[Stored records]
──────
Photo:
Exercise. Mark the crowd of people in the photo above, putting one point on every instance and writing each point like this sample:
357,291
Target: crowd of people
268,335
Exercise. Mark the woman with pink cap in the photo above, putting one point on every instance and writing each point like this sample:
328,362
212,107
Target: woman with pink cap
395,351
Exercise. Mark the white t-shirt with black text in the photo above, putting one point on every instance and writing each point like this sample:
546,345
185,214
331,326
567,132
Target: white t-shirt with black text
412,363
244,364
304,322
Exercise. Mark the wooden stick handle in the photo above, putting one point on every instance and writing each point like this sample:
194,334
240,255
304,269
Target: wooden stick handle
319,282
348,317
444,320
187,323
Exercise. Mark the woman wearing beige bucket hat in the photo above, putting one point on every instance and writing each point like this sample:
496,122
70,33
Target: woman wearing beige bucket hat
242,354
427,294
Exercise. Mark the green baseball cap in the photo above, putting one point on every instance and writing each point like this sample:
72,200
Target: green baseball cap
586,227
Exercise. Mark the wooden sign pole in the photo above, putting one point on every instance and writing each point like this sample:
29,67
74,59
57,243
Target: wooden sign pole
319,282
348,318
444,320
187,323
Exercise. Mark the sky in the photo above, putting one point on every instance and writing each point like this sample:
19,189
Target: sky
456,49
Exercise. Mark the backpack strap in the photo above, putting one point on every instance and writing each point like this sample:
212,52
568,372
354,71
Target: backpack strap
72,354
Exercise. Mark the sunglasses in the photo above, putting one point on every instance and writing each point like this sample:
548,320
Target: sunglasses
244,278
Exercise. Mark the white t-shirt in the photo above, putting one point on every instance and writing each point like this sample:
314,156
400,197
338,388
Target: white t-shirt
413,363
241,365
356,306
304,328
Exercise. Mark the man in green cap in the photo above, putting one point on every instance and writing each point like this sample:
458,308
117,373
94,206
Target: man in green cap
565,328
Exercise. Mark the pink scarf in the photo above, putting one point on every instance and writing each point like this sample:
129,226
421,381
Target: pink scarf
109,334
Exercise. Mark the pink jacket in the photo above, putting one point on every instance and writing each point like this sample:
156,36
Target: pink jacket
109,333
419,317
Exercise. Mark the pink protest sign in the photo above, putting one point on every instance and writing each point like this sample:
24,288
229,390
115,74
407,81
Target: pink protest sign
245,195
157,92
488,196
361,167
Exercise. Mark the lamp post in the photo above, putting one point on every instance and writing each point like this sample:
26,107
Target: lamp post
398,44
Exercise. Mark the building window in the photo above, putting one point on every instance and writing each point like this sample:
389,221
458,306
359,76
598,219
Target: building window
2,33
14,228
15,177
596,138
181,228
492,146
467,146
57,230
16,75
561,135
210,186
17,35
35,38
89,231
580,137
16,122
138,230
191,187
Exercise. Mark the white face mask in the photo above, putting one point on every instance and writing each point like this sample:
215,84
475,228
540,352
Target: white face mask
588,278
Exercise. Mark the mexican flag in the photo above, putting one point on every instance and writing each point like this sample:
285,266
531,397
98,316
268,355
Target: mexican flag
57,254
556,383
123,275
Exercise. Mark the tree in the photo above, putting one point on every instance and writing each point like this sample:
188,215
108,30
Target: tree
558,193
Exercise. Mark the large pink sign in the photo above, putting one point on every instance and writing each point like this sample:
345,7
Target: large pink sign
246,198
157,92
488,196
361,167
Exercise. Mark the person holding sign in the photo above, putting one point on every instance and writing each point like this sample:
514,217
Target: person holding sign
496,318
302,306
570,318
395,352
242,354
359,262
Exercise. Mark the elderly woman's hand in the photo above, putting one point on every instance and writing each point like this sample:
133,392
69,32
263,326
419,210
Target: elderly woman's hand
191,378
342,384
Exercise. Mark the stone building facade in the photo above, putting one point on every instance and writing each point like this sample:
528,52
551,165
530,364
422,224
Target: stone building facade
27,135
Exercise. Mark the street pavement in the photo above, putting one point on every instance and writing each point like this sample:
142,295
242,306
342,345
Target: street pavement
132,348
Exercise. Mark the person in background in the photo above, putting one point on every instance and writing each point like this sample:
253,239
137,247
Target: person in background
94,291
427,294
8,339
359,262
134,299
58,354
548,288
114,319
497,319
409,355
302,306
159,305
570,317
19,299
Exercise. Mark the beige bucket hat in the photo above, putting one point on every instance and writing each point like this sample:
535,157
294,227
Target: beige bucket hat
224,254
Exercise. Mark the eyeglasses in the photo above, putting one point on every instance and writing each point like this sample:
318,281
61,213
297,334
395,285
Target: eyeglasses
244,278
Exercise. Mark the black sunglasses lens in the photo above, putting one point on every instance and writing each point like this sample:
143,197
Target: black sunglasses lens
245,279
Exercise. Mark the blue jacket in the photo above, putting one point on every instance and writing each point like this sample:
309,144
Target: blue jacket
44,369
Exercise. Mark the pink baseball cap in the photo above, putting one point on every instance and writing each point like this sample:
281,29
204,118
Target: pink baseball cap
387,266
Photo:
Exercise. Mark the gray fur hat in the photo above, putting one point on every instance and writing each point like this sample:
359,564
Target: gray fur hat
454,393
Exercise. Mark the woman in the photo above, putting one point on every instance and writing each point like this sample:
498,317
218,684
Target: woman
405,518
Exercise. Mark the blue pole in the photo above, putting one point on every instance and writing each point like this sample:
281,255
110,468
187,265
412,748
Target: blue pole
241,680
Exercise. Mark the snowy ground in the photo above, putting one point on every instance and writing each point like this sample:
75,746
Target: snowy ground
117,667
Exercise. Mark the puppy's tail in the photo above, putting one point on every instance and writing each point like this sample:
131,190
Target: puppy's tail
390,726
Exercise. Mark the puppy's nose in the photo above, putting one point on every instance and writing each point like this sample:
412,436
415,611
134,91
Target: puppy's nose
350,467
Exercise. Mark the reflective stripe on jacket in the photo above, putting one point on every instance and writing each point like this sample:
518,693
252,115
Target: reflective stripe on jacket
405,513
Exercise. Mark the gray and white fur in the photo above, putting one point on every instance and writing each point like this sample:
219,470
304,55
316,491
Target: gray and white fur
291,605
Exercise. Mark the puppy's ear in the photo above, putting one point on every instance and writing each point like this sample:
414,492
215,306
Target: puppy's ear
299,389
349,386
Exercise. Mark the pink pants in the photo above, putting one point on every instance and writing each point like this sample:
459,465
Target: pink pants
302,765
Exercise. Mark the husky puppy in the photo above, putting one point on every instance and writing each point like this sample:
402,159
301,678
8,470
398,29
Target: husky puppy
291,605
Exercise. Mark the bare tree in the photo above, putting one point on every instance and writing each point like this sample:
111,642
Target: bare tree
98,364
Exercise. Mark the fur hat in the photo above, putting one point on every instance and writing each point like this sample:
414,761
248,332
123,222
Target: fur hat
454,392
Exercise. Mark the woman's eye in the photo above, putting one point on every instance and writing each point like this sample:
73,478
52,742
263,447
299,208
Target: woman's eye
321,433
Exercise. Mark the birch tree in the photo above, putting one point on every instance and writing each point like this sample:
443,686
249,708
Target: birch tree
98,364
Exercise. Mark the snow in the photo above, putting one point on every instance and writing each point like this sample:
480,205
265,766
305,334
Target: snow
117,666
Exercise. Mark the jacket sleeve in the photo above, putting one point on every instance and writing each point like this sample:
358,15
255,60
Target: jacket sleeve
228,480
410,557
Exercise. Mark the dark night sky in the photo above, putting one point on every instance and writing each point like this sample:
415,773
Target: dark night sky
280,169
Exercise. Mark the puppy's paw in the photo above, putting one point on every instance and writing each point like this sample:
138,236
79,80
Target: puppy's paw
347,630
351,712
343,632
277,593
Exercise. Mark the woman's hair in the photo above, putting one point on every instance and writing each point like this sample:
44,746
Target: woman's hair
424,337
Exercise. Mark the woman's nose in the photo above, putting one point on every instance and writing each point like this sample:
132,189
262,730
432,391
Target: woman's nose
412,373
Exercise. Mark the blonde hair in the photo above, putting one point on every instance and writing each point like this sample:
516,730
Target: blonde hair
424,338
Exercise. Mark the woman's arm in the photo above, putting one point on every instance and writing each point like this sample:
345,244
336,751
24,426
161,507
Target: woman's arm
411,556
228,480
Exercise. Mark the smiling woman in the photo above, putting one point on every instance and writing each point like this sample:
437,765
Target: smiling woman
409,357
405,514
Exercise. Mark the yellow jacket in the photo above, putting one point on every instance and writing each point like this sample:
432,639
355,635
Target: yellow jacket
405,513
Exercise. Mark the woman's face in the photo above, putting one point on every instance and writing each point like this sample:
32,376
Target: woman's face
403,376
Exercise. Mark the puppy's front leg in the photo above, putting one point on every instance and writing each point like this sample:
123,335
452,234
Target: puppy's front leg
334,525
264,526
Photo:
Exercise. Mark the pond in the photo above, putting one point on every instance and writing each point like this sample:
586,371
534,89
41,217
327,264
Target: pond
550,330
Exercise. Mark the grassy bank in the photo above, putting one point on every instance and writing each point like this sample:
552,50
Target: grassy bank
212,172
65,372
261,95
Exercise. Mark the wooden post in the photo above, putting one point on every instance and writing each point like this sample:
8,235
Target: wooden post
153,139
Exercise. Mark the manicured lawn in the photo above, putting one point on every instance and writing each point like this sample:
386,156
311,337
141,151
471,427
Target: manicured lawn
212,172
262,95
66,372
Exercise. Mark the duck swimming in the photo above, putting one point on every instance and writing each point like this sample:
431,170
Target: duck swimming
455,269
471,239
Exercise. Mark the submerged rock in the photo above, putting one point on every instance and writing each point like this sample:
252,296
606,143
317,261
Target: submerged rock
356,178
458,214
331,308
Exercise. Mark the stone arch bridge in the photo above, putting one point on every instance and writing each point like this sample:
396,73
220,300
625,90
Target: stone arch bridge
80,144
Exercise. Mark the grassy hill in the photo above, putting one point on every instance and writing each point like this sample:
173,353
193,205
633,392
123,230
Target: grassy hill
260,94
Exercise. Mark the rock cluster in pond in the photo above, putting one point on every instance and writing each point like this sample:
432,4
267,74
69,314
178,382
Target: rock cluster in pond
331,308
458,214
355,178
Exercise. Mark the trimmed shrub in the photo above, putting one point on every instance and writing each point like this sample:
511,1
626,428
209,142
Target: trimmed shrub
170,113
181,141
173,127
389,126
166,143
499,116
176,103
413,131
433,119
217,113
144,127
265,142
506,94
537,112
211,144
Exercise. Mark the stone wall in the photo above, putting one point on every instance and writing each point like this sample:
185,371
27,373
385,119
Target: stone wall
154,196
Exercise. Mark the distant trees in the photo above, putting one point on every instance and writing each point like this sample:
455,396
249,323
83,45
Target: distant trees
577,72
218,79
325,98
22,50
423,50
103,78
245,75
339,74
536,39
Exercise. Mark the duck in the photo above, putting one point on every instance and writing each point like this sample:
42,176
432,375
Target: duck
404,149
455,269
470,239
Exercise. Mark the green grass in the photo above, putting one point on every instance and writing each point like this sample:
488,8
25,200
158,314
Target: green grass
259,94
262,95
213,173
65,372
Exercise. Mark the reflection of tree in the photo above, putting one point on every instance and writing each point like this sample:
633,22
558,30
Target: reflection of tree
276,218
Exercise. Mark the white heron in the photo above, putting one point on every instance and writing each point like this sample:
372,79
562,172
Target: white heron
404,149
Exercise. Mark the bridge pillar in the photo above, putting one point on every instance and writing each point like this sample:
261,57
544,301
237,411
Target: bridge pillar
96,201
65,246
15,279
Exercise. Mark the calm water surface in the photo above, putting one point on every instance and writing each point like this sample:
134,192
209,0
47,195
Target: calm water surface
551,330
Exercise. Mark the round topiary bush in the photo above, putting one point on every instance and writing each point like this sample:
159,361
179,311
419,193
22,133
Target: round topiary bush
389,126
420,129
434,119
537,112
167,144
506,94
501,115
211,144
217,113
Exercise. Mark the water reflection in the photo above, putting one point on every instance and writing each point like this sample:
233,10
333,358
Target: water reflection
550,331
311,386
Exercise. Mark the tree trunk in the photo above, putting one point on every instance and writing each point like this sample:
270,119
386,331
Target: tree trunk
──────
> _EXERCISE REQUIREMENTS_:
Take the lines above from the one holding "Exercise. Mark the reflection" to the last and output them exactly.

> _REPLY_:
Exercise. Mark the reflection of tree in the photo above, putting one point on every instance and writing each point like this sample:
633,22
558,30
Target: reflection of tree
276,218
Exercise. Mark the white heron in the photo above, putting one point on every instance and writing each point like this sample:
372,79
562,172
Target: white heron
404,149
Exercise. Mark the bridge pillar in the photo above, putting one point on every instance and writing each point like this sample:
261,57
544,301
237,411
Target: bridge pillar
96,201
65,246
15,279
Exercise. Mark the calm water surface in the photo above, putting one point on every instance and writing each point like this sample:
134,192
209,0
47,195
Target: calm water surface
551,330
Exercise. Mark the round topiary bush in the photo above, putting one point on every instance and writing each point like this sample:
159,361
179,311
419,193
22,133
Target: round topiary bush
389,126
420,129
434,119
537,112
167,144
506,94
501,115
211,144
217,113
Exercise. Mark the water reflection in the photo above, putting one point on every instance and writing each point like this sample:
233,10
333,358
Target: water reflection
550,331
311,386
Exercise. Mark the tree trunk in the photo above, putting one point on every instance and writing each point like this sample:
270,119
386,331
Target: tree trunk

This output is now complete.